EXTRACTED TEXT —
++++++++++++++++++++

'Oceans of diversity': Crowds flock to second annual Thai New Year Water Festival at Carroll Creek

·4 min read

Aug. 30—Downtown Frederick seemed especially sleepy Sunday afternoon. People wandered lazily down Market Street beneath a blanket of thick white clouds, clutching coffee cups and tugging dogs past the open doors of restaurants.

Then, just before noon, a small parade erupted along Carroll Creek.

Propelled forward by music blaring from a portable speaker, about a dozen people dressed in traditional Thai clothing danced joyfully down the red brick path, their laughter mingling with the pounding sound of drumbeats and the crackling of beef kabobs roasting on a nearby grill. A trio of serious-faced little boys helped keep the rhythm on kraps, or clappers made from wooden sticks bound together.

Four months after it is traditionally celebrated in Thailand, Songkran — a festival that rings in the Thai New Year — drew crowds of people to Carroll Creek Amphitheater Sunday afternoon for a day of music, dancing, food and fun. Lines wound around white tents set up along the creek, where vendors sold smoothies, bubble tea, lo mein, fried rice and Thai ice cream.

Manasvi Srisodapol, Thailand's ambassador to the U.S., roamed the area, chatting with Frederick residents who had come out to the event.

"In Thailand, we hold our festivals in April, the hottest month of the year, as an occasion to rejoice and enjoy before the hard work begins," he explained. "As you wind down your hot summer month, we are pleased to bring some Thai treats and performances for you to enjoy as part of our cultural diplomacy."

++++++++++++++++++++

RECORDS —
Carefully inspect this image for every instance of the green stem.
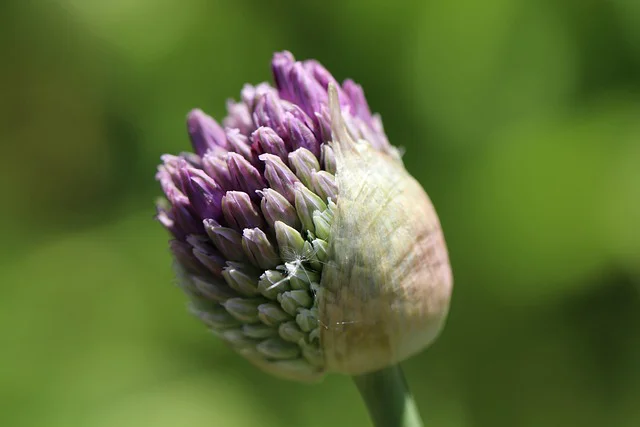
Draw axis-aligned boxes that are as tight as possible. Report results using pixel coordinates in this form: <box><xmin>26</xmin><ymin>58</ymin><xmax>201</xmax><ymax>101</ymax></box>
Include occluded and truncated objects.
<box><xmin>353</xmin><ymin>365</ymin><xmax>422</xmax><ymax>427</ymax></box>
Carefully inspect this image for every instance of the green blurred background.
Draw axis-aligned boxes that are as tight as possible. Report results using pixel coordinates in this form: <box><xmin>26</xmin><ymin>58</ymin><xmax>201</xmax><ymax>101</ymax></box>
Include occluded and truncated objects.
<box><xmin>0</xmin><ymin>0</ymin><xmax>640</xmax><ymax>427</ymax></box>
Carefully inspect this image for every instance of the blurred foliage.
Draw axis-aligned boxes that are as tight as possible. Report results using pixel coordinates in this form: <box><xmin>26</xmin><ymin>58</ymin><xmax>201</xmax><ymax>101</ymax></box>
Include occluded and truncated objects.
<box><xmin>0</xmin><ymin>0</ymin><xmax>640</xmax><ymax>427</ymax></box>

++++++++++++++++++++

TASK ITEM —
Pick up the article on the Thai New Year Water Festival at Carroll Creek right after its last sentence and keep writing it.

RESULT OF THIS TASK —
Songkran first came to Frederick in 2019, after local restaurant owner Jib Phakam suggested bringing the festival to the city. Phakam, who runs Summitra Thai Cuisine and Lazy Fish, said he wanted to give back to the community and share the culture of his native country with its residents.

Although last year's festival was cancelled due to the coronavirus pandemic, Phakam hopes it becomes an annual tradition in Frederick. This year's festivities were made possible by the support of the Asian American Center of Frederick, the Downtown Frederick Partnership, Wat Thai Washington, D.C. — a Buddhist temple in Silver Spring — and the Royal Thai Embassy, Phakam said.

"I hope everyone enjoys our festival," he said, smiling as he added, "and be prepared to get wet."

Water plays a major role in the Thai holiday. When it is celebrated in Thailand, people tote buckets and squirt guns to rowdy street parties, where they splash each other in giant water fights.

To bring this aspect of the festival to Frederick, Phakam sloshed water from a plastic bottle onto the shirt of one of the performers, Chuaychai Thiamsomboon, during the opening ceremony. He also sprinkled Frederick Mayor Michael O'Connor, Frederick County Council President M.C. Keegan-Ayer and other officials attending the festival as they danced around the amphitheater in a miniature parade.

Later, four monks sat in a row on the stage and offered a blessing to the festival and those in the audience.

To further the Asian American Center's vaccination efforts, the Sunday festival also featured a tent where Frederick Health Hospital staff members offered shots to attendees. Angela Spencer, coordinator for the center's vaccination program, wandered throughout the crowd with a big red sign, encouraging people to get vaccinated if they hadn't already.

"I'm a walking billboard today," she said.

Her efforts seemed to be working — since she started her position with the Asian American Center in June, she estimates the organization has helped give some 1,500 vaccinations. She immediately perked up when she saw someone pointing at her sign.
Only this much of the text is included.